## Aim
Retype the data exactly, everything from the line containing "Analyze the provided image to locate every occurrence of white" down to the line containing "[82, 159, 635, 435]", both of those lines included. Leave the pictures out.

** START **

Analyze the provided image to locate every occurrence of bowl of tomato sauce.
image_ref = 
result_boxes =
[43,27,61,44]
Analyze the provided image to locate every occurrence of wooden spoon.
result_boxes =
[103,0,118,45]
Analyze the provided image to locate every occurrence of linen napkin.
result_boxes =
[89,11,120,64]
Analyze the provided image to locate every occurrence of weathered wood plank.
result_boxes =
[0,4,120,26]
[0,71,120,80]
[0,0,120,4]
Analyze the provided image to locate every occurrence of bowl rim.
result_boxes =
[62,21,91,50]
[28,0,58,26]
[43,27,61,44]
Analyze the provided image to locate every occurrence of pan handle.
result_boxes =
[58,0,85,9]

** END **
** START **

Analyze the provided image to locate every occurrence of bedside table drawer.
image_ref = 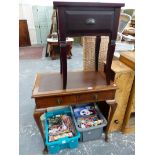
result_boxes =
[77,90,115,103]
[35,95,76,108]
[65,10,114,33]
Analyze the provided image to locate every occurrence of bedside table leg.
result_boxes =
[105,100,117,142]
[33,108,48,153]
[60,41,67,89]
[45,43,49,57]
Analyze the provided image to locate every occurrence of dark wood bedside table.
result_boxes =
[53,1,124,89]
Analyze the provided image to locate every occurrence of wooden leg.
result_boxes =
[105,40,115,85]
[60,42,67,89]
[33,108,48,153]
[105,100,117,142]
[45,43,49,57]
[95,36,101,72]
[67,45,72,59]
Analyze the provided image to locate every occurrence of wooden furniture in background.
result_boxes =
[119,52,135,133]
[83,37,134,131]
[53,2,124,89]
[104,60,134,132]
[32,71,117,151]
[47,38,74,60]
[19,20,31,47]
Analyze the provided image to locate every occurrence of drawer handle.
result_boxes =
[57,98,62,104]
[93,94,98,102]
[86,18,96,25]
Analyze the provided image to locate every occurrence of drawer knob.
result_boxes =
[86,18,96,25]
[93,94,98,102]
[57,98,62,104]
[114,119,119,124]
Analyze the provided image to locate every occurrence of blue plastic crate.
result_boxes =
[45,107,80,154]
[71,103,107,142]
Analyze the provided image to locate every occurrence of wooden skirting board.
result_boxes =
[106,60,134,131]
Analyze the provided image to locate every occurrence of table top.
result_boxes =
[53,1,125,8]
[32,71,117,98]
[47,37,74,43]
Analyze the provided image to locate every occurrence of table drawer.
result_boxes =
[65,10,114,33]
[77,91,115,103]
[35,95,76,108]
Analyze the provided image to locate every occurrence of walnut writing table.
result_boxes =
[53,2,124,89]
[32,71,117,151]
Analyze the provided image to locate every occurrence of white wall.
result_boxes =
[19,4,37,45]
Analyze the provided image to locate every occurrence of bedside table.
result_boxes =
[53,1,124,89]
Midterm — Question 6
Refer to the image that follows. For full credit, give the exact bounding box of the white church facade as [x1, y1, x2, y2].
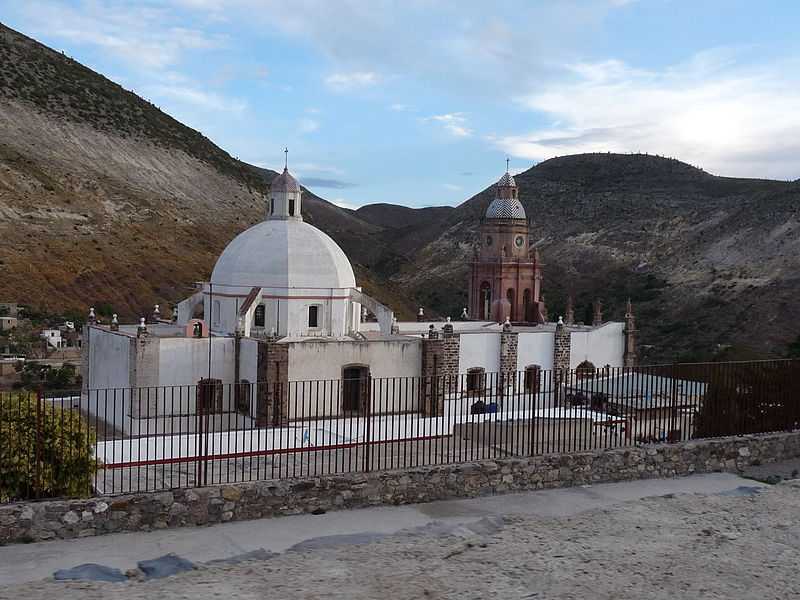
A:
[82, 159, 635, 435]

** END **

## Output below
Analyze the provided image to locate every occurrence of white wall.
result_boxes =
[19,4,37,45]
Analyze the provided image to locate every occurrence of bedside table.
result_boxes =
[53,1,124,89]
Midterm — Question 6
Refer to the image that follows. For full credit, give the exact bounding box of the white church facade as [x1, y1, x2, y2].
A:
[82, 159, 635, 435]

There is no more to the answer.